---------- Page excerpt

Modems, cable modem and Ethernet cards are just a few of the
currently available types of network adapters.
[0082] As used herein, including the claims, a "server" includes a
physical data processing system (for example, system 612 as shown
in FIG. 6) running a server program. It will be understood that
such a physical server may or may not include a display and
keyboard.
[0083] It should be noted that any of the methods described herein
can include an additional step of providing a system comprising
distinct software modules embodied on a computer readable storage
medium; the modules can include, for example, any or all of the
elements depicted in the block diagrams and/or described herein.
The method steps can then be carried out using the distinct
software modules/routines and/or sub-modules/subroutines of the
system, as described above, executing on one or more hardware
processors 602. Further, a computer program product as described
below can include code adapted to be implemented to carry out one
or more method steps described herein, including the provision of
the system with the distinct software modules.
[0084] In any case, it should be understood that the components
illustrated herein may be implemented in various forms of hardware,
software, or combinations thereof; for example, application
specific integrated circuit(s) (ASICS), functional circuitry, one
or more appropriately programmed general purpose digital computers
with associated memory, and the like. Given the teachings of the
invention provided herein, one of ordinary skill in the related art
will be able to contemplate other implementations of the components
of the invention.
[0085] Computer Program Products
[0086] The present invention may be a system, a method, and/or a
computer program product at any possible technical detail level of
integration. The computer program product may include a computer
readable storage medium (or media) having computer readable program
instructions thereon for causing a processor to carry out aspects
of the present invention.

--------------------
---------- Raw data

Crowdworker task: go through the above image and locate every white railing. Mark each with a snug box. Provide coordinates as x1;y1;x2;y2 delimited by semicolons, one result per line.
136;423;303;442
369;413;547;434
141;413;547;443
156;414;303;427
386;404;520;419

--------------------

Answer from the patent excerpt:
(a) Which three types of network adapters does it name?
(b) According to its definition, what does a "server" include?
(c) What may the computer program product include?
The entries are separate material and do not belong to the patent excerpt.

Correct result
(a) Modems, cable modems, and Ethernet cards.
(b) A physical data processing system running a server program.
(c) A computer readable storage medium (or media) having computer readable program instructions thereon for causing a processor to carry out aspects of the present invention.